> [Challenge]
List every line of the data below that contains the string "blanket", matching case exactly.

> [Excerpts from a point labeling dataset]

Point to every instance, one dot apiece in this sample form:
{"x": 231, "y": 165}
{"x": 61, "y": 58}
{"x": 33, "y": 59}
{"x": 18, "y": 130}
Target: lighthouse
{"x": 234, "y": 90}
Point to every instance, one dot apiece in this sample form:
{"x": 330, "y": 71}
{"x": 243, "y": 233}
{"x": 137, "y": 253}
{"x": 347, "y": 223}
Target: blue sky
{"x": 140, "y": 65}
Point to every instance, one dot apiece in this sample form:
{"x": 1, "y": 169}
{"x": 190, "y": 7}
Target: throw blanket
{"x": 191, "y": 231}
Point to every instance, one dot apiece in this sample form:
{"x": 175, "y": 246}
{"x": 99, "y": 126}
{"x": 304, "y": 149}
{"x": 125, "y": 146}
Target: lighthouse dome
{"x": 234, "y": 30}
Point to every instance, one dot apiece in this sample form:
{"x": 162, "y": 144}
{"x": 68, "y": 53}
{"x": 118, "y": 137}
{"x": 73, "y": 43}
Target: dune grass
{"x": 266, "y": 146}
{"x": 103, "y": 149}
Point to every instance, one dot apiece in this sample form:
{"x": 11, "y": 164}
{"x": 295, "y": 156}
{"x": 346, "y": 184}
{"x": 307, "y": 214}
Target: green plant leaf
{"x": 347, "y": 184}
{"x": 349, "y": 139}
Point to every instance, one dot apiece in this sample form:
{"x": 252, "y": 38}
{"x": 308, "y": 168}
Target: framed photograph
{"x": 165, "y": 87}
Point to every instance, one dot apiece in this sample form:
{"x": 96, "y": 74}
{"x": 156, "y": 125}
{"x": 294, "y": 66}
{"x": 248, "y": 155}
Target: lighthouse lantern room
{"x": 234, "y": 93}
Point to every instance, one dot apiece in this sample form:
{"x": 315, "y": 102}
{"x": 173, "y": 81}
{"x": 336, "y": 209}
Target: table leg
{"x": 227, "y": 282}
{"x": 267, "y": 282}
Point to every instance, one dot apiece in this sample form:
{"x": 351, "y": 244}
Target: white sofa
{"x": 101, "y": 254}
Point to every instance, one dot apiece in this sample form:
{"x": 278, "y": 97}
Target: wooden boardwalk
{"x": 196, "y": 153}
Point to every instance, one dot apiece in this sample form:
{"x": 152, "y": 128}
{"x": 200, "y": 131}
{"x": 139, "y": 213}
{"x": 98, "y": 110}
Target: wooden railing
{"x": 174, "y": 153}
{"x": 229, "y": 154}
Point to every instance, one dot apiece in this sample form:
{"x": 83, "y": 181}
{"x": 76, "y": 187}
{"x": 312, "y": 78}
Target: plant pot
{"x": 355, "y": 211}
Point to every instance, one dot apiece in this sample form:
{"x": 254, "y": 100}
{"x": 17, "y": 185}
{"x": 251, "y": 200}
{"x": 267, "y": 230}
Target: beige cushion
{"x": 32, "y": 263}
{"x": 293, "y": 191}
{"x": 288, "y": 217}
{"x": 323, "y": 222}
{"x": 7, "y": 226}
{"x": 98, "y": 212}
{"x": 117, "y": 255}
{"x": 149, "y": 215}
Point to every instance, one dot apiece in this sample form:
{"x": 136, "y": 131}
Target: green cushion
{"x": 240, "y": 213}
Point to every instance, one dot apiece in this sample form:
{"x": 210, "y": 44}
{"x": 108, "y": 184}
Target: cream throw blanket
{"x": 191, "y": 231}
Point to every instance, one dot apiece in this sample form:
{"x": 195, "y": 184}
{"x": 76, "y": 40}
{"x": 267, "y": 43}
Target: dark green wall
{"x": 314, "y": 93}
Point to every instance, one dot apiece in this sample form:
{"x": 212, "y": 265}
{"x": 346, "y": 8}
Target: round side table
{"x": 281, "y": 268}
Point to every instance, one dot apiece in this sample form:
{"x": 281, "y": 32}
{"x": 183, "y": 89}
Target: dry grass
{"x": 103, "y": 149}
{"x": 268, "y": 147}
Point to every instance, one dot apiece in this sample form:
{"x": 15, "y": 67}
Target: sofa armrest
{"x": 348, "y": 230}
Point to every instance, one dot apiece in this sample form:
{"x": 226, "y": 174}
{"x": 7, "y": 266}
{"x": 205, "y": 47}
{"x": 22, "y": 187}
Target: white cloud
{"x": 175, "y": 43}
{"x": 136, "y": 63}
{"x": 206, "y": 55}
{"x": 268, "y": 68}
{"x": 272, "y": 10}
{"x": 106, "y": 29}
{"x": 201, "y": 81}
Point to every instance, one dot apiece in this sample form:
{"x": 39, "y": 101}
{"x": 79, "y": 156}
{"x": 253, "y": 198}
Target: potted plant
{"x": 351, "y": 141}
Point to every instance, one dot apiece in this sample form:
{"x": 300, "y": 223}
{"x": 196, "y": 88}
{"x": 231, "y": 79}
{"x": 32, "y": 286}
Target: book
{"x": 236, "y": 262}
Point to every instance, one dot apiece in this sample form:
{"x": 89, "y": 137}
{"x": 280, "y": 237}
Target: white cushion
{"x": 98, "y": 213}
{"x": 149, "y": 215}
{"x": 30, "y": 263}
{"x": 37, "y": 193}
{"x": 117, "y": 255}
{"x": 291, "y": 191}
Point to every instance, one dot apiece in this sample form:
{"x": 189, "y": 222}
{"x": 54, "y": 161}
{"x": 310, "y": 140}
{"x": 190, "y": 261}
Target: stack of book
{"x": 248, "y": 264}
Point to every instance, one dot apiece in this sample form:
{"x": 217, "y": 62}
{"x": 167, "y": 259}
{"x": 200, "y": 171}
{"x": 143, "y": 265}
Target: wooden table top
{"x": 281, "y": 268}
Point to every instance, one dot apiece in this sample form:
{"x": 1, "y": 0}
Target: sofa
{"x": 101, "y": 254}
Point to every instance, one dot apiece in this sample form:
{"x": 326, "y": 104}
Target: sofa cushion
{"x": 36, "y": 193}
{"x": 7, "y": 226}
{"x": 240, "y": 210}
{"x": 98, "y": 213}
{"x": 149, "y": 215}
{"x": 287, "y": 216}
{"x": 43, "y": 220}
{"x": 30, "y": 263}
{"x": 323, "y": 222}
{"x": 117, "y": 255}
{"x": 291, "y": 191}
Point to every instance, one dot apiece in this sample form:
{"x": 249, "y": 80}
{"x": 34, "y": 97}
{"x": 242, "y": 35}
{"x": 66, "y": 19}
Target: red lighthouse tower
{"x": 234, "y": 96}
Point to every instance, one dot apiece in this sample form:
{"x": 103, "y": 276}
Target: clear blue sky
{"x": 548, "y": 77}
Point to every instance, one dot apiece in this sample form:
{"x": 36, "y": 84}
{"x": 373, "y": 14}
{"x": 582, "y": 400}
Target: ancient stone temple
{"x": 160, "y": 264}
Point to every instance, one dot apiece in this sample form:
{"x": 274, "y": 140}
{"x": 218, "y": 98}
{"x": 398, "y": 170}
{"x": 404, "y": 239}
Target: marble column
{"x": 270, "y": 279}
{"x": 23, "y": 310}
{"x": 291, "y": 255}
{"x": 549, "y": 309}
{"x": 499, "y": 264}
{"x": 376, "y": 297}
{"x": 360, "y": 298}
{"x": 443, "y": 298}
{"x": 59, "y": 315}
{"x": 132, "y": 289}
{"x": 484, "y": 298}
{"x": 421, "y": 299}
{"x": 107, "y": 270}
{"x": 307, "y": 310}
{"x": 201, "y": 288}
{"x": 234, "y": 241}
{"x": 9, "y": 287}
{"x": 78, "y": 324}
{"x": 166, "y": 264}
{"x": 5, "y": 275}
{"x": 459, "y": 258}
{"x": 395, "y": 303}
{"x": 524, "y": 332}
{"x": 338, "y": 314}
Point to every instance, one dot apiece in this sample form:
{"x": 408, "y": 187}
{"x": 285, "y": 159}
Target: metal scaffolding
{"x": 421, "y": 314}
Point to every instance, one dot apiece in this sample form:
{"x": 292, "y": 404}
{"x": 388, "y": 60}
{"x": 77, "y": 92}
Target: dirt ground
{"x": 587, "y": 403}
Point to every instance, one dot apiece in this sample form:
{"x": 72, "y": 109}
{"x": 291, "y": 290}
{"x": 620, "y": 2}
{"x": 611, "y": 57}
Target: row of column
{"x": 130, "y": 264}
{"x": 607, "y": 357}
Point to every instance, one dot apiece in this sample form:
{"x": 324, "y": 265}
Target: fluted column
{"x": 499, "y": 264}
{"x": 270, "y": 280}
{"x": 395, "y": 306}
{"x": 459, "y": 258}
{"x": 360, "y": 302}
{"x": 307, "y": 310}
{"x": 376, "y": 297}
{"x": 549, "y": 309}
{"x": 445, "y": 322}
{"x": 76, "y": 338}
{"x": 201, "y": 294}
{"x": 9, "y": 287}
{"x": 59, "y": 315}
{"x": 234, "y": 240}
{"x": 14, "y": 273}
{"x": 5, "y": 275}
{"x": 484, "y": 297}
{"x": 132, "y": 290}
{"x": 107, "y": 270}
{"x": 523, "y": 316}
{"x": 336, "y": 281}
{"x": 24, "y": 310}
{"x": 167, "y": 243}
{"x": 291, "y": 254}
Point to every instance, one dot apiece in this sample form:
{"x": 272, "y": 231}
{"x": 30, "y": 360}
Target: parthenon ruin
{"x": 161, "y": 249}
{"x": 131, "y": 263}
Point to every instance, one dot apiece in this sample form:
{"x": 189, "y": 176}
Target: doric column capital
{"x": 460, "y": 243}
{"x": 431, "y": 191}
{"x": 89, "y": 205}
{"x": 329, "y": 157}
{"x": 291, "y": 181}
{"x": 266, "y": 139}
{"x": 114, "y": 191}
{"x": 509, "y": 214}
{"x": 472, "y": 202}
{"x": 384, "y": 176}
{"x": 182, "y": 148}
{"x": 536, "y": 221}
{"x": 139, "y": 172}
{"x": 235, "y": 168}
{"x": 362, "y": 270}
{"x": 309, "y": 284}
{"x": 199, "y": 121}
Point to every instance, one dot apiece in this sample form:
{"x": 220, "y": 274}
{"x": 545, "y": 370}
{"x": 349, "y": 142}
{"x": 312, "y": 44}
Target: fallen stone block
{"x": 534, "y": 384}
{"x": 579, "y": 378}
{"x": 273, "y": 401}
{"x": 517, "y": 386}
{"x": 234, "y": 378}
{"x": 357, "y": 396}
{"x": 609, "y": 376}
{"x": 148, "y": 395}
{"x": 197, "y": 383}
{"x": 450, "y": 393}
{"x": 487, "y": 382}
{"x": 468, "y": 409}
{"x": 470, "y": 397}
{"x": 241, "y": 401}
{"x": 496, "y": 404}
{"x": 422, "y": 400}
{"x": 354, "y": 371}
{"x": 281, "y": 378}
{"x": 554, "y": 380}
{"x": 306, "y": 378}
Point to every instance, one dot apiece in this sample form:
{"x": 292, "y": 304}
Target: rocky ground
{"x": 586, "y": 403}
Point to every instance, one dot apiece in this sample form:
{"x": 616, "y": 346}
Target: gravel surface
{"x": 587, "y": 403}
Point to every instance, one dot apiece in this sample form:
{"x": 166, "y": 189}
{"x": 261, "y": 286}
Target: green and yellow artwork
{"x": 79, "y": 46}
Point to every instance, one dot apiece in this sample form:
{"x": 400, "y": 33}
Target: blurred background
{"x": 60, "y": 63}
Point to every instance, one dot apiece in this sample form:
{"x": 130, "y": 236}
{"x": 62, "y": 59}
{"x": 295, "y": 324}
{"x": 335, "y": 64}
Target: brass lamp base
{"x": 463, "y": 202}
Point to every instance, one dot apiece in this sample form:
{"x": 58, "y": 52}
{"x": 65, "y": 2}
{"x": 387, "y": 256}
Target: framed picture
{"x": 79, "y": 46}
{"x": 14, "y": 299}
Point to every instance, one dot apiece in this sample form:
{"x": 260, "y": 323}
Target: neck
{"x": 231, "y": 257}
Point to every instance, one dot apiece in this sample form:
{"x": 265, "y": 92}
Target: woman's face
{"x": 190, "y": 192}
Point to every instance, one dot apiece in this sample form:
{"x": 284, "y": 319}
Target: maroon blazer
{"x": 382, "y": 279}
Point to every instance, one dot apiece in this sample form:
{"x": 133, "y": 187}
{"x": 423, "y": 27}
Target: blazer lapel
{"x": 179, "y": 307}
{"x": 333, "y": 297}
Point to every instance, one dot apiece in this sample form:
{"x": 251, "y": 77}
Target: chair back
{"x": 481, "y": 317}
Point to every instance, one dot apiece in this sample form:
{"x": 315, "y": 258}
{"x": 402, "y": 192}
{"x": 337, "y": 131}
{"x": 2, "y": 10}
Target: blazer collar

> [Task solution]
Target: throw blanket
Target: cream throw blanket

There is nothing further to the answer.